Copy these lines word for word, covering all the items, and leave the pictures out of your answer.

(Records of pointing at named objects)
---*---

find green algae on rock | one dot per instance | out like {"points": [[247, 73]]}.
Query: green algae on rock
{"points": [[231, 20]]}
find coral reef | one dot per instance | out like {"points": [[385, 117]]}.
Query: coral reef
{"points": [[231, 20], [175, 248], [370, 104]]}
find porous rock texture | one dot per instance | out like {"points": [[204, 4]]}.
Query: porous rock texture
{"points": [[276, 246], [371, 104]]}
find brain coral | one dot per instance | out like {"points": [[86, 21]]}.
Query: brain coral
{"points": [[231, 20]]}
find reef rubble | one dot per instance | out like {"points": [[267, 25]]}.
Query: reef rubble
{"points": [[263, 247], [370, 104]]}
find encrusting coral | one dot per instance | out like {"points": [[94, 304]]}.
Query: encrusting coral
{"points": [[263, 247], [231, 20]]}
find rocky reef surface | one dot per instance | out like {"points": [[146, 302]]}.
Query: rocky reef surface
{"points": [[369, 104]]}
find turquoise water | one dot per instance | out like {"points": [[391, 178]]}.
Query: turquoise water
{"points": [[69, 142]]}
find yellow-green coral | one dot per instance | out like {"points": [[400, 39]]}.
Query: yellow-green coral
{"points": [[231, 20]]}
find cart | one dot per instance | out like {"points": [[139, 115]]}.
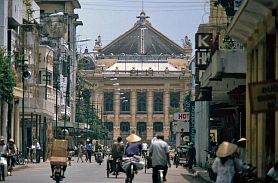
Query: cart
{"points": [[181, 156]]}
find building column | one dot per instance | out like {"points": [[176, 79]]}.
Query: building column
{"points": [[276, 113], [133, 103], [166, 102], [248, 109], [261, 117], [202, 131], [149, 129], [116, 107], [17, 124]]}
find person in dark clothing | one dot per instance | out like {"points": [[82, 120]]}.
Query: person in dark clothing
{"points": [[133, 147], [191, 155]]}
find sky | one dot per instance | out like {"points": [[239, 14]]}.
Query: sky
{"points": [[112, 18]]}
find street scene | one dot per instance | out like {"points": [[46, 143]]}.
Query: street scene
{"points": [[139, 91], [92, 172]]}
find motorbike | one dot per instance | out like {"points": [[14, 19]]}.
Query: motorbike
{"points": [[57, 176], [99, 157]]}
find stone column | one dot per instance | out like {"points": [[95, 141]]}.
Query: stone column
{"points": [[17, 124], [116, 107], [150, 114], [166, 102]]}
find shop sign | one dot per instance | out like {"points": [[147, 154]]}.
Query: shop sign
{"points": [[182, 116], [263, 96]]}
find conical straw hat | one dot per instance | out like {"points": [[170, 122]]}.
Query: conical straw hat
{"points": [[133, 138], [242, 139], [226, 149]]}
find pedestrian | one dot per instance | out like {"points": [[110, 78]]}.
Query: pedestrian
{"points": [[38, 151], [272, 174], [133, 146], [241, 149], [191, 155], [89, 149], [80, 152], [225, 165], [117, 152], [2, 145], [144, 149], [159, 151]]}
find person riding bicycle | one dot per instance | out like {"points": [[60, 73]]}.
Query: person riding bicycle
{"points": [[117, 152]]}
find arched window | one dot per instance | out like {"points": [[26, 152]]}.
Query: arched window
{"points": [[125, 102], [124, 129], [108, 101], [175, 99], [157, 127], [142, 130], [109, 126], [158, 102], [141, 102]]}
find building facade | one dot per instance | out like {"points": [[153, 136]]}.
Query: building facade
{"points": [[138, 81], [255, 25]]}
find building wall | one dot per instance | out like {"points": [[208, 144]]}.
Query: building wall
{"points": [[133, 86], [261, 128]]}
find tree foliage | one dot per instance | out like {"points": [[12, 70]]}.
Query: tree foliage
{"points": [[7, 78]]}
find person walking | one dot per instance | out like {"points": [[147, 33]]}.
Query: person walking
{"points": [[159, 151], [241, 149], [191, 156], [89, 149], [117, 152], [133, 146], [80, 152], [225, 165], [38, 151]]}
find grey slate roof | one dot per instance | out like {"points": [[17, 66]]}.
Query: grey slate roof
{"points": [[154, 41]]}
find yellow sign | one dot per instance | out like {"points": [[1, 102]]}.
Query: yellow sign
{"points": [[263, 96]]}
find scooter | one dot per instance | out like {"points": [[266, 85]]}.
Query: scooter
{"points": [[57, 176]]}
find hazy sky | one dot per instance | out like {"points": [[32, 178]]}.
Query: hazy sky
{"points": [[112, 18]]}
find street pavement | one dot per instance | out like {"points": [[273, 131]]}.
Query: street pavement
{"points": [[93, 172]]}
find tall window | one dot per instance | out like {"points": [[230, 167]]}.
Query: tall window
{"points": [[158, 102], [125, 102], [157, 127], [124, 129], [108, 101], [141, 102], [175, 99]]}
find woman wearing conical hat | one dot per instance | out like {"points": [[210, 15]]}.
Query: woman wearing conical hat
{"points": [[225, 165], [134, 146]]}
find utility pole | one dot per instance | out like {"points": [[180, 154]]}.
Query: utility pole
{"points": [[25, 75]]}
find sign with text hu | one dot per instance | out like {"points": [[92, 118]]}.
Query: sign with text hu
{"points": [[203, 41], [182, 116], [263, 96]]}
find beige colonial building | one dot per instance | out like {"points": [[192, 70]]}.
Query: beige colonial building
{"points": [[138, 80]]}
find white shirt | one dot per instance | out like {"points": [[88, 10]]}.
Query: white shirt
{"points": [[144, 146]]}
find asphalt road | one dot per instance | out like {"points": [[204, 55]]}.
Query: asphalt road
{"points": [[91, 172]]}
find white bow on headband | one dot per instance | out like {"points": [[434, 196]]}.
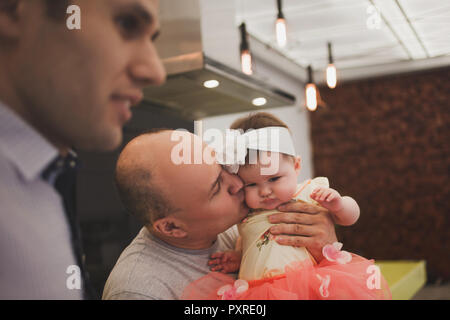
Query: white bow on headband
{"points": [[233, 152]]}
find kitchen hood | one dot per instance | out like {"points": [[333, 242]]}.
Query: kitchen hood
{"points": [[199, 42]]}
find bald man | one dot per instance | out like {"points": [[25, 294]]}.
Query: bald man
{"points": [[189, 211]]}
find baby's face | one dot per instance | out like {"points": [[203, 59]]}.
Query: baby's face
{"points": [[269, 191]]}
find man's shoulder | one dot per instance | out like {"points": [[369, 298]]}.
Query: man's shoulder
{"points": [[139, 273]]}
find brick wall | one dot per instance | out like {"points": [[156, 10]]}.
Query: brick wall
{"points": [[386, 142]]}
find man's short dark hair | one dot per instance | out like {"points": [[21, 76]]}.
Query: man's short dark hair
{"points": [[140, 194]]}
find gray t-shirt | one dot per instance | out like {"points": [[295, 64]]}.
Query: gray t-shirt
{"points": [[149, 268]]}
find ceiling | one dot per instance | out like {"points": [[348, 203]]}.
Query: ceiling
{"points": [[362, 32]]}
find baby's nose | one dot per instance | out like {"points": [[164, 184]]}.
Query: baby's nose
{"points": [[264, 191]]}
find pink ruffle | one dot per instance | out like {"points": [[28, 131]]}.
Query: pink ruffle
{"points": [[302, 281]]}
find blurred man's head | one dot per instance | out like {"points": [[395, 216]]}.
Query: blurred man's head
{"points": [[77, 86], [185, 204]]}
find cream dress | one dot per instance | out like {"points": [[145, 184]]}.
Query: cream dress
{"points": [[262, 256]]}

---*---

_Task output:_
find green algae on rock | one dot per instance | out like {"points": [[247, 73]]}.
Query: green algae on rock
{"points": [[231, 20]]}
find coral reef | one dot per instance | out like {"points": [[385, 117]]}.
Query: coral reef
{"points": [[231, 20], [175, 248], [370, 104]]}
find porous rock texture | one dot per instance | out like {"points": [[204, 4]]}.
Query: porous rock texture
{"points": [[276, 246], [371, 104]]}
find brain coral | one dot per instance | out like {"points": [[86, 21]]}.
Query: brain coral
{"points": [[231, 20]]}
find reef rubble | one dot per instance | out like {"points": [[267, 25]]}.
Query: reef rubble
{"points": [[263, 247], [370, 104]]}
find encrusting coral | one dot per instance | out like {"points": [[94, 304]]}.
Query: encrusting coral
{"points": [[263, 247], [231, 20]]}
find rocky reef surface | one dot per instance | out like {"points": [[146, 302]]}.
Query: rocky reef surface
{"points": [[369, 104]]}
find turquoise water | one dot per instance | out like {"points": [[391, 178]]}.
Query: turquoise water
{"points": [[69, 142]]}
find yellow-green coral | one dot per instance | out like {"points": [[400, 39]]}.
Query: yellow-green coral
{"points": [[231, 20]]}
find cart | one dot per instance | out like {"points": [[139, 115]]}.
Query: cart
{"points": [[181, 156]]}
find building column | one dot per instance | out like {"points": [[176, 79]]}.
Query: building column
{"points": [[276, 113], [133, 103], [166, 102], [248, 109], [261, 117], [202, 131], [149, 129], [116, 107], [17, 124]]}
find person in dark clothing | one dot per instance | out like {"points": [[82, 120]]}.
Query: person in dark clothing
{"points": [[133, 147], [191, 155]]}
find sky | one dot per instance | out like {"points": [[239, 14]]}.
Query: sky
{"points": [[112, 18]]}
find street scene | one dot per instance | out like {"points": [[46, 143]]}.
Query: street scene
{"points": [[139, 91], [92, 172]]}
find motorbike | one dot per instance | out like {"points": [[14, 19]]}.
Query: motorbike
{"points": [[57, 176], [99, 157]]}
find stone column | one dot per instance | out like {"points": [[95, 141]]}.
Query: stone column
{"points": [[17, 124], [116, 107], [150, 114], [166, 102]]}
find shop sign | one dot per instance | out like {"points": [[147, 154]]}.
Query: shop sign
{"points": [[182, 116], [263, 96]]}
find conical straw hat | one dot per instance | out like {"points": [[170, 122]]}.
Query: conical straw hat
{"points": [[133, 138], [242, 139], [226, 149]]}
find pedestrian | one dot per instance | out like {"points": [[110, 78]]}.
Query: pedestrian
{"points": [[38, 151], [272, 174], [133, 146], [241, 149], [191, 155], [89, 149], [80, 152], [225, 165], [117, 152], [2, 145], [144, 149], [159, 151]]}
find person riding bicycle | one dot per instance | out like {"points": [[60, 73]]}.
Query: person riding bicycle
{"points": [[117, 152]]}
find arched window | one dot per instance | out like {"points": [[26, 152]]}.
Query: arched window
{"points": [[125, 102], [124, 129], [108, 101], [175, 99], [157, 127], [142, 130], [109, 126], [158, 102], [141, 102]]}
find building facade | one dot per instance | out like {"points": [[153, 136]]}.
Query: building facade
{"points": [[138, 81], [255, 25]]}
find building wall | one dot per instance | out like {"points": [[208, 144]]}.
Query: building wall
{"points": [[133, 86], [261, 128]]}
find tree foliage | one dot per instance | out like {"points": [[12, 70]]}.
Query: tree foliage
{"points": [[7, 78]]}
find person walking | one dot per instance | out like {"points": [[147, 33]]}.
Query: person walking
{"points": [[159, 151], [241, 149], [191, 156], [89, 149], [117, 152], [133, 146], [80, 152], [225, 165], [38, 151]]}
find grey slate roof | one dot per instance | out like {"points": [[17, 66]]}.
Query: grey slate roof
{"points": [[154, 41]]}
find yellow sign | one dot per instance | out like {"points": [[1, 102]]}.
Query: yellow sign
{"points": [[263, 96]]}
find scooter | one dot per instance | out like {"points": [[266, 85]]}.
Query: scooter
{"points": [[57, 176]]}
find hazy sky | one dot per instance | out like {"points": [[32, 178]]}.
Query: hazy sky
{"points": [[112, 18]]}
find street pavement | one dot per instance | out like {"points": [[273, 131]]}.
Query: street pavement
{"points": [[93, 172]]}
find tall window | one dot per instance | out like {"points": [[230, 167]]}.
Query: tall window
{"points": [[158, 102], [125, 102], [157, 127], [124, 129], [108, 101], [141, 102], [175, 99]]}
find woman wearing conical hat | one dot per instance | out like {"points": [[210, 15]]}.
Query: woman wearing conical hat
{"points": [[225, 165], [134, 146]]}
find utility pole | one dot per instance | out like {"points": [[180, 154]]}.
Query: utility pole
{"points": [[25, 75]]}
find sign with text hu | one dot per instance | out like {"points": [[92, 118]]}.
Query: sign with text hu
{"points": [[203, 41], [182, 116], [263, 96]]}
find beige colonial building | one dot per instance | out like {"points": [[192, 70]]}.
Query: beige colonial building
{"points": [[138, 80]]}
find white shirt | one dot per instance | out like {"points": [[88, 10]]}.
Query: white shirt
{"points": [[144, 146]]}
find asphalt road | one dot per instance | out like {"points": [[204, 55]]}.
Query: asphalt road
{"points": [[91, 172]]}
find white bow on headband | one dot per instance | out like {"points": [[434, 196]]}.
Query: white bow on headband
{"points": [[233, 152]]}
find kitchen hood | one dot per instance | out like {"points": [[333, 242]]}.
Query: kitchen hood
{"points": [[199, 42]]}
find bald man | one dot per instance | out like {"points": [[25, 294]]}.
Query: bald man
{"points": [[189, 211]]}
find baby's face | one dot per instance | out like {"points": [[203, 59]]}.
Query: baby's face
{"points": [[269, 191]]}
find man's shoulder | one dot per instance | out like {"points": [[369, 298]]}.
Query: man's shoulder
{"points": [[139, 273]]}
find brick wall | one dot per instance | out like {"points": [[156, 10]]}.
Query: brick wall
{"points": [[386, 142]]}
find man's short dark hair | one dot per instance | out like {"points": [[21, 76]]}.
Query: man's short dark hair
{"points": [[140, 194]]}
find gray t-shirt | one dot per instance | out like {"points": [[295, 64]]}.
Query: gray t-shirt
{"points": [[149, 268]]}
find ceiling | one dot per instance | out like {"points": [[348, 203]]}.
Query: ceiling
{"points": [[362, 32]]}
find baby's nose | one dot per instance | out like {"points": [[164, 184]]}.
Query: baby's nose
{"points": [[264, 191]]}
find pink ruffle | one dot per instance | out like {"points": [[28, 131]]}.
Query: pink ruffle
{"points": [[302, 281]]}
find blurred man's head | one dot per instance | out like {"points": [[395, 216]]}.
Query: blurred man's head
{"points": [[77, 86], [185, 204]]}
find cream dress | one dot per instance | out like {"points": [[145, 184]]}.
Query: cream dress
{"points": [[262, 256]]}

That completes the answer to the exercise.